» **Texto fornecido**
########################################

64 ANOS DE BRASÍLIA
Moro em Brasília, há 52
anos, numa superquadra da Asa Sul. Dia a dia se torna mais evidente que a
monumental Brasília, formosa em sua originalidade, afasta e exclui, sem pena,
grande parte da vida natural do mesmo ecossistema que generosamente abriga os
humanos. Brasília impôs, com o beneplácito de organismos internacionais e
nacionais, a supremacia da obra humana, sua corajosa, genial e disciplinada
arquitetura, quase suspensa no amplo espaço do Planalto Central. Mas, a
devastação do ecossistema do Planalto Central também é obra da genialidade
humana. A vegetação nativa que é a essência e a beleza do Cerrado, garantidora
das nascentes de água, está sendo cruel e insensatamente extinta.

########################################

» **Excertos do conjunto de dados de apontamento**
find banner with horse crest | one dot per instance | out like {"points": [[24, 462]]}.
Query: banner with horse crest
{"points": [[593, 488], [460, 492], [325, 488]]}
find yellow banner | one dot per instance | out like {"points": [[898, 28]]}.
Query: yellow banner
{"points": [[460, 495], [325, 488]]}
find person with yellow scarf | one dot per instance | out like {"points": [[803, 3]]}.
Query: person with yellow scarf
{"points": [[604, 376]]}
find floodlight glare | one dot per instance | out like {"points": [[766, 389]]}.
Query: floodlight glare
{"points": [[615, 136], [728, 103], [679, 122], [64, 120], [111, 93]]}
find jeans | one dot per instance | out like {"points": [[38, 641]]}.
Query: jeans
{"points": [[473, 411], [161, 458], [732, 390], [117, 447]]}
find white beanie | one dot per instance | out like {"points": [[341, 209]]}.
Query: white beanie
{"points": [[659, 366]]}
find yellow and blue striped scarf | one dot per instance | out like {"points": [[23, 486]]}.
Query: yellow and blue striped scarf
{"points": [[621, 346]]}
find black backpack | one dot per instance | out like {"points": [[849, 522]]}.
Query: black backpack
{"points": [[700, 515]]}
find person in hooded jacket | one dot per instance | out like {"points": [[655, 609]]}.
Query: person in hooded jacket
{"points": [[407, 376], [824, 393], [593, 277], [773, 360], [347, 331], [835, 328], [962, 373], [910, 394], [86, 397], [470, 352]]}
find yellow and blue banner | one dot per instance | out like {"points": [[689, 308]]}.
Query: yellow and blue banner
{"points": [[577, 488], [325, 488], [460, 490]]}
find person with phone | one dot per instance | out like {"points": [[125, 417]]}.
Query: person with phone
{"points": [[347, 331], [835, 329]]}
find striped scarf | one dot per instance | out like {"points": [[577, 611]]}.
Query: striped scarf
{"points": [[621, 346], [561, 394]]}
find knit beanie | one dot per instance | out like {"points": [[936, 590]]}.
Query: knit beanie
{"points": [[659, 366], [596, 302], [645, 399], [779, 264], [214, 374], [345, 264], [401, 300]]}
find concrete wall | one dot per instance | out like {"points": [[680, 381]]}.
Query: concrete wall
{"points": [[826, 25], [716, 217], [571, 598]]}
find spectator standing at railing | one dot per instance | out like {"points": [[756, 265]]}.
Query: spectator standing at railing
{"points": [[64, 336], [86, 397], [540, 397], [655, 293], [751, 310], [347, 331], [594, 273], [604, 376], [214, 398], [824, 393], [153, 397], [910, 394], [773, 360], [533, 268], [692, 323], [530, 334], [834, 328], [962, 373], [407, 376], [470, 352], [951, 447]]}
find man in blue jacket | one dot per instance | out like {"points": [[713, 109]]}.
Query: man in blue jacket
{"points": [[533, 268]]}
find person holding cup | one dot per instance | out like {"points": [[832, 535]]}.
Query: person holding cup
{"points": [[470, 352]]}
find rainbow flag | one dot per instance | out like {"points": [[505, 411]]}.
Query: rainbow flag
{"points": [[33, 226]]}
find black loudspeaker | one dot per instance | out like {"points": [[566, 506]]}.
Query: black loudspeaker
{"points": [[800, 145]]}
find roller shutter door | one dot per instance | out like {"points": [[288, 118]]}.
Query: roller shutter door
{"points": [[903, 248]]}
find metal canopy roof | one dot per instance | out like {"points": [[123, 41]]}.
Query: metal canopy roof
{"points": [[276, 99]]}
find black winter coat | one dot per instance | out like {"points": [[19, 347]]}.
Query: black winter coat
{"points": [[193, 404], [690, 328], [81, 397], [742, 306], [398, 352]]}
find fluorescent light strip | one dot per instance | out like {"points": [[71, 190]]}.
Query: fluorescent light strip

########################################

» **Exercício curto 1**
Segundo o texto sobre Brasília, por que a vegetação nativa é importante para o Cerrado? Responda em até três frases.
» **Exercício curto 2**
Por favor, disponha como lista numerada as linhas dos registros desde a que contém "find roller shutter" até o fim dos registros, incluindo essa primeira linha e deixando de fora as linhas em branco.

» **Resposta escrita 1**
Segundo o texto, a vegetação nativa é a essência e a beleza do Cerrado. Além disso, é ela que garante as nascentes de água.

» **Resposta escrita 2**
1. find roller shutter door | one dot per instance | out like {"points": [[288, 118]]}.
2. Query: roller shutter door
3. {"points": [[903, 248]]}
4. find metal canopy roof | one dot per instance | out like {"points": [[123, 41]]}.
5. Query: metal canopy roof
6. {"points": [[276, 99]]}
7. find black winter coat | one dot per instance | out like {"points": [[19, 347]]}.
8. Query: black winter coat
9. {"points": [[193, 404], [690, 328], [81, 397], [742, 306], [398, 352]]}
10. find fluorescent light strip | one dot per instance | out like {"points": [[71, 190]]}.
11. Query: fluorescent light strip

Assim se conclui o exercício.